| WHAT TO DO |
Reproduce, unchanged, every line of the records below from the one containing "[mark] minaret balcony" down through the last line of the records.

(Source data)
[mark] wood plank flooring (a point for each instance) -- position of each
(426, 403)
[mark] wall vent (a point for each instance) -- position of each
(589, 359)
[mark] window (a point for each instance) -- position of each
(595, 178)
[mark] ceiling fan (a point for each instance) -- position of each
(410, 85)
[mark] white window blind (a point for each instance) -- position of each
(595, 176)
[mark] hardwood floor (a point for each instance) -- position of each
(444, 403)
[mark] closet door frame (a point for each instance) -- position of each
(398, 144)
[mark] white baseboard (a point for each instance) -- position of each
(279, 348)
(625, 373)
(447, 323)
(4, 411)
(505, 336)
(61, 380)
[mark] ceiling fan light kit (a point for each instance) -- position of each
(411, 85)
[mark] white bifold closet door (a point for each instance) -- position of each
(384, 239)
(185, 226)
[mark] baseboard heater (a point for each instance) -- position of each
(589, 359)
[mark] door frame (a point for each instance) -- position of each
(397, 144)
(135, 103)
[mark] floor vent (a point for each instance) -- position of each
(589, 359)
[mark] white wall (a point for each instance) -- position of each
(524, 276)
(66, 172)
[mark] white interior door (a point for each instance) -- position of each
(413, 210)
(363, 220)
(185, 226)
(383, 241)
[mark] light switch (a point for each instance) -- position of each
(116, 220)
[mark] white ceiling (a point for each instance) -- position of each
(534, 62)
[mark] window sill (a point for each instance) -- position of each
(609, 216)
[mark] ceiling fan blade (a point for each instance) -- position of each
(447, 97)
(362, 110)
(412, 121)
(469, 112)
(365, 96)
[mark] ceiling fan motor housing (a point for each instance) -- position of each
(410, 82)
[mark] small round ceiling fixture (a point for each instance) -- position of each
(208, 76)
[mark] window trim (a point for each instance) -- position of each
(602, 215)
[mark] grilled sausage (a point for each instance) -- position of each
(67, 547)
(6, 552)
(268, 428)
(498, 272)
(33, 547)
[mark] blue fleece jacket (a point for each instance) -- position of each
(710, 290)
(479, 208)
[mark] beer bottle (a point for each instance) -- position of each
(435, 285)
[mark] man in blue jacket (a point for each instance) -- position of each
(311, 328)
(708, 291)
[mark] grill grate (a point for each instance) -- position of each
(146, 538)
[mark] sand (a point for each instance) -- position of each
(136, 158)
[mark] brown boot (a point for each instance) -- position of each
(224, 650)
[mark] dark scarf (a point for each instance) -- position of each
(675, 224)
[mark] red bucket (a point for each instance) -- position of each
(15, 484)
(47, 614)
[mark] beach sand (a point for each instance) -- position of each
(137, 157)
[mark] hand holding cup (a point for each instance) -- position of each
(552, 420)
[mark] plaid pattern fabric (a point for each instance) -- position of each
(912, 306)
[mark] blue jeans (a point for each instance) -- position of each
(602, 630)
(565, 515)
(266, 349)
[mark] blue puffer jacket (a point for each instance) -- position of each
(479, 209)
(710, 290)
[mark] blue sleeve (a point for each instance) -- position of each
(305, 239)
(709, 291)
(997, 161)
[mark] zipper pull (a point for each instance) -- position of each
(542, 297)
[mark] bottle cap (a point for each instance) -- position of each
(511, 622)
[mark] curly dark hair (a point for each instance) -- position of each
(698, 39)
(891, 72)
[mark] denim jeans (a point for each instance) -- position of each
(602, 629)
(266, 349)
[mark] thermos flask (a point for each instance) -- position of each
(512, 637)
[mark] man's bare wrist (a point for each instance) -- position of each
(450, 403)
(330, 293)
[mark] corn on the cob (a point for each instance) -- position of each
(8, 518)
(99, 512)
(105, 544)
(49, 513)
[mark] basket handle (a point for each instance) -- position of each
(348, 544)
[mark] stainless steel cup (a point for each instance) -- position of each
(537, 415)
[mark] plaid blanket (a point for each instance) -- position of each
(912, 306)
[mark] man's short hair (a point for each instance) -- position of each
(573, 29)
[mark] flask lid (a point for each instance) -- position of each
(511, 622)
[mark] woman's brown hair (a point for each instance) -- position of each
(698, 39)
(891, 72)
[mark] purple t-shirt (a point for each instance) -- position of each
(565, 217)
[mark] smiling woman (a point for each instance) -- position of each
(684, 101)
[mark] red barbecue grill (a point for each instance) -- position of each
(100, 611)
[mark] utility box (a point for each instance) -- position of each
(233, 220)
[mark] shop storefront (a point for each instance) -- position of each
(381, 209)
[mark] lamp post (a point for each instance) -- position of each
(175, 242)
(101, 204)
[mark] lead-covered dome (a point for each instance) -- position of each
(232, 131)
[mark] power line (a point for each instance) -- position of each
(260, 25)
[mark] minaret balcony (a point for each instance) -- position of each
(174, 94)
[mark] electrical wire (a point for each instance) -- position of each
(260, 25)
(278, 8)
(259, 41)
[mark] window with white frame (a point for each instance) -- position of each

| WRITTEN RESPONSE |
[mark] minaret balcony (a point for each instance) -- position of each
(174, 94)
[mark] electrical wire (a point for each instance) -- position of each
(260, 25)
(278, 8)
(259, 41)
[mark] window with white frame (a point for each instance) -- position of each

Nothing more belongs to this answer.